§ Task prompt
Can you reproduce the material below word for word, every line unchanged?

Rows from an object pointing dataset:
↓

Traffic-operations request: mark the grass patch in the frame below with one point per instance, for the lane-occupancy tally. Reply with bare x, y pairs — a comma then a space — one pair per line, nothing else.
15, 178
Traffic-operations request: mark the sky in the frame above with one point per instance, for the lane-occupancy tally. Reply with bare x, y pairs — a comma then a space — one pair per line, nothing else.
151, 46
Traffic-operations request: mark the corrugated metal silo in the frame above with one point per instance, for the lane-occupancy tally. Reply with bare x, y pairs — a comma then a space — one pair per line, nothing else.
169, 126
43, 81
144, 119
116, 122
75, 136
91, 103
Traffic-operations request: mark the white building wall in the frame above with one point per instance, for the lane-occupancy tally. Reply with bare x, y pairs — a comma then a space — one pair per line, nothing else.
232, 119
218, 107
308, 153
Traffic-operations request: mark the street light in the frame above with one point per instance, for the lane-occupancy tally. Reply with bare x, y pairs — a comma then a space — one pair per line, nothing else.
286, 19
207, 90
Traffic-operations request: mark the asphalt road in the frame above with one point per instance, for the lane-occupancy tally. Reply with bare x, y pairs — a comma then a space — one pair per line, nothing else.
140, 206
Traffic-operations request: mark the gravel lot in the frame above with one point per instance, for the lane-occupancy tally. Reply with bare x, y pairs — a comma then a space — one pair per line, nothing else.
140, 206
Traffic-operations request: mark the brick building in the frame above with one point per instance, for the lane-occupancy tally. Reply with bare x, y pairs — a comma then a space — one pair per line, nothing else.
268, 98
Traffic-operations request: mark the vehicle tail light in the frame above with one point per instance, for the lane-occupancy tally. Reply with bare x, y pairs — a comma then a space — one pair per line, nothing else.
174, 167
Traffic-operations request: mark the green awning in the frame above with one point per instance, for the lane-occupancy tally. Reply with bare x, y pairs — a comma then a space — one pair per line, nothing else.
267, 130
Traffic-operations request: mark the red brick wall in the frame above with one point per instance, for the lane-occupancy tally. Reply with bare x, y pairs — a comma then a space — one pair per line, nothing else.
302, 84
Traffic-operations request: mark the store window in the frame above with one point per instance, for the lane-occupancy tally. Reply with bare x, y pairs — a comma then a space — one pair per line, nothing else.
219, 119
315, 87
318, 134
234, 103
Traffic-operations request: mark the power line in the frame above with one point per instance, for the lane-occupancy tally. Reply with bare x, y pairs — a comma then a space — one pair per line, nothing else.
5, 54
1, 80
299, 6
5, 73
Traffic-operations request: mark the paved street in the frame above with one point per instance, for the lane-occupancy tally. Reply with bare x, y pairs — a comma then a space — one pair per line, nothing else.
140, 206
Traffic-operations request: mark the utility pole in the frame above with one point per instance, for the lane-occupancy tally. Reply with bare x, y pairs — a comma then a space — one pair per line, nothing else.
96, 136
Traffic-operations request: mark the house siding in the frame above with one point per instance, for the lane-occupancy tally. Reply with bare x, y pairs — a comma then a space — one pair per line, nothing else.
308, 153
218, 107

↑

§ Exercise solution
Traffic-operations request: mark the grass patch in the frame below with one point per instance, for the lane-occupancy tally. Reply with bare x, y pairs — a comma then a space — one pair per line, nothing else.
15, 178
Traffic-operations request: mark the sky in the frame above with one point per instance, for the lane-occupancy tally. Reply with bare x, y pairs — a comma then a space — one pair per line, nothing else.
151, 46
Traffic-operations request: mark the corrugated metal silo in the frame above with one point per instance, for the lane-occupancy tally. Reply with bare x, y pairs — a comma then a space — one pair per line, nothing else.
169, 126
43, 81
144, 119
116, 122
75, 136
91, 103
Traffic-operations request: mark the white building wall in the frame above with one point per instance, for the lane-occupancy tally. Reply with bare x, y pairs — a comma then a space — one pair per line, nothing else.
232, 119
218, 107
308, 153
Traffic-operations request: mark the street light in the frame above with one point per instance, for the lane-occupancy tally. Reply with bare x, y pairs — a comma then a space — one pair per line, nothing else.
286, 19
207, 90
Traffic-operations request: mark the asphalt road in the frame above with one point per instance, for the lane-occupancy tally. Reply with bare x, y pairs — a comma then a space — one pair per line, nothing else.
140, 206
Traffic-operations request: mark the gravel lot in the frame above with one point per instance, for the lane-occupancy tally. Reply with bare x, y pairs — a comma then a space — one pair per line, nothing else.
140, 206
Traffic-operations request: mark the brick building in the frame above with one point per instance, for the lane-occupancy tally. Reply with bare x, y pairs — a comma then a space — one pair per line, nothing else.
268, 98
Traffic-operations request: mark the vehicle tail light in the frame above with one point per instance, for the lane-occupancy tally. Reply with bare x, y pairs — a comma then a space — one pair per line, nothing else.
174, 167
Traffic-operations request: mark the green awning in the frame above with one point per instance, for the lane-occupancy tally. Reply with bare x, y pairs — a comma then a space — one pair per line, nothing else.
267, 130
Traffic-operations request: mark the red brick wall in the frame above with one point per instance, for the lane-occupancy tally. Reply with bare x, y pairs — a comma then a space — one pair per line, nothing else.
302, 84
Traffic-operations request: mark the store window in the frame above with one point per instance, for the lane-occupancy tally. Reply with bare x, y pairs — a comma then a space — one pair per line, nothing else.
219, 119
315, 87
318, 134
234, 103
Traffic-operations request: mark the power line in the frame above with one point per instance, for the lane-occupancy tally. Reply with bare x, y pairs — a comma then a space — one pair per line, nothing else.
5, 54
1, 80
299, 6
5, 73
Traffic-operations request: mark the paved street in the frame above with one point per instance, for the lane-occupancy tally. Reply with bare x, y pairs — a comma then a space — one pair per line, nothing else.
140, 206
Traffic-operations request: mark the utility pole in the frame above with one point per instance, for the lane-occupancy tally. Reply with bare x, y pairs — a comma then a space — one pair per line, nothing else.
96, 136
Traffic-operations request: mark the house siding in the frame above with one point per instance, for the lane-occupancy tally. Reply with bare x, y pairs — a comma then a space — one pair per line, nothing else.
308, 153
218, 107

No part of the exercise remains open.